══ Verilen metin ══

Zeytin Dalı Harekâtı’nın askeri açıdan başarılı sayılabilmesi için ordumuzun operasyon sahası içerisine Afrin ve Münbiç’in haricinde başka bir bölgenin dâhil edilmesi gerekir mi? Bu noktada sık sık duyduğumuz ‘Fırat’ın Doğusu-Batısı’ ifadeleri ile tam olarak ne anlatılmak istenilmektedir?
Zeytin Dalı Harekâtı, İdlib’te oluşturulan gözlem noktaları ve Fırat Kalkanı Harekâtı birbirini tamamlayan, güney sınırlarımızda bir terör yapılanmasına meydan vermemek, ülkemizin huzur, refah ve güvenliğine yönelik her türlü tehdidi etkisiz hale getirmek ana maksadı ile icra edilen önleyici, sınır ötesi harekât bütünüdür. Söz konusu 3 ana faaliyet, birbirini tamamlayan ve Hükümetimiz tarafından belirlenen siyasi hedefleri gerçekleştirmeye yönelik faaliyetlerdir. Önceliğimiz, daha önce kontrol altına aldığımız El-Bab bölgesini her şartta elde tutmak, Rusya ve Hizbullah destekli Suriye rejim güçlerinin hedef gözetmeksizin sürdürdüğü, çok sayıda hayat kaybı, göç ve insanlık dramının yaşandığı İdlip’te, Astana anlaşmasının bir sonucu olarak üstlendiğimiz çatışmaları önlemeye yönelik barış misyonu taşıyan görevimizi sürdürmeye devam etmek olmalıdır. Bu iki alan dışında, dünyanın gözünün üzerinde olduğu Zeytin Dalı Harekâtını, Afrin bölgesi her türlü terör örgütünden temizleninceye kadar sürdürmekte alan hâkimiyetimiz için son derece önem taşımaktadır. Afrin teröristlerden tam olarak temizlenmeden başka bir hedefe, caydırmaya yönelik söylem ve faaliyetler dışında harekâtın icra edilmesi Afrin bölgesine yönelik harekâtı güçleştirebilir. Türkiye, bu bölge dışında Güneydoğu Anadolu ve Kuzey Irak’ta da teröristlere karşı operasyonlar yürütmektedir. Bütün bu gelişmeleri dikkate aldığımızda siyasi hedef olarak belirlenen Münbiç’in teröristlerden temizlenmesi Afrin sonrası siyasi gelişmelere bağlı olarak değerlendirilmelidir.

═══
══ Gösterilen satırlar ══

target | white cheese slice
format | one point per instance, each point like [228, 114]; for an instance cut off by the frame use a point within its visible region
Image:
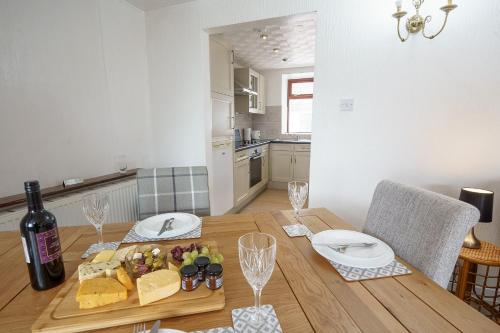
[156, 285]
[94, 270]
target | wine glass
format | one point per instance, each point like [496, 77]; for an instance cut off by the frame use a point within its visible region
[96, 209]
[257, 252]
[297, 193]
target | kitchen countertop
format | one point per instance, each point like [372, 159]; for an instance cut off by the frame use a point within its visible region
[265, 142]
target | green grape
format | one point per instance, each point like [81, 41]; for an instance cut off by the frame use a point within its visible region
[220, 257]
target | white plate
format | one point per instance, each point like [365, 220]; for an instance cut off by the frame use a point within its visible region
[371, 257]
[183, 223]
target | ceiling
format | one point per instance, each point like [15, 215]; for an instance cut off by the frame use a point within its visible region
[294, 36]
[155, 4]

═══

*Alıştırma görevleri:*
1 - Zeytin Dalı Harekâtı metnine göre, Afrin sonrası siyasi gelişmelere bağlı olarak değerlendirilmesi gereken siyasi hedef nedir?
2 - Zeytin Dalı Harekâtı metninin "Zeytin Dalı Harekâtı’nın" ifadesini içeren sözlerle açılıp "ne anlatılmak istenilmektedir?" ile kapanan kısmını birebir kopyalayın.

*Sıralı cevaplar:*
1 - Münbiç'in teröristlerden temizlenmesi.

2 -
Zeytin Dalı Harekâtı’nın askeri açıdan başarılı sayılabilmesi için ordumuzun operasyon sahası içerisine Afrin ve Münbiç’in haricinde başka bir bölgenin dâhil edilmesi gerekir mi? Bu noktada sık sık duyduğumuz ‘Fırat’ın Doğusu-Batısı’ ifadeleri ile tam olarak ne anlatılmak istenilmektedir?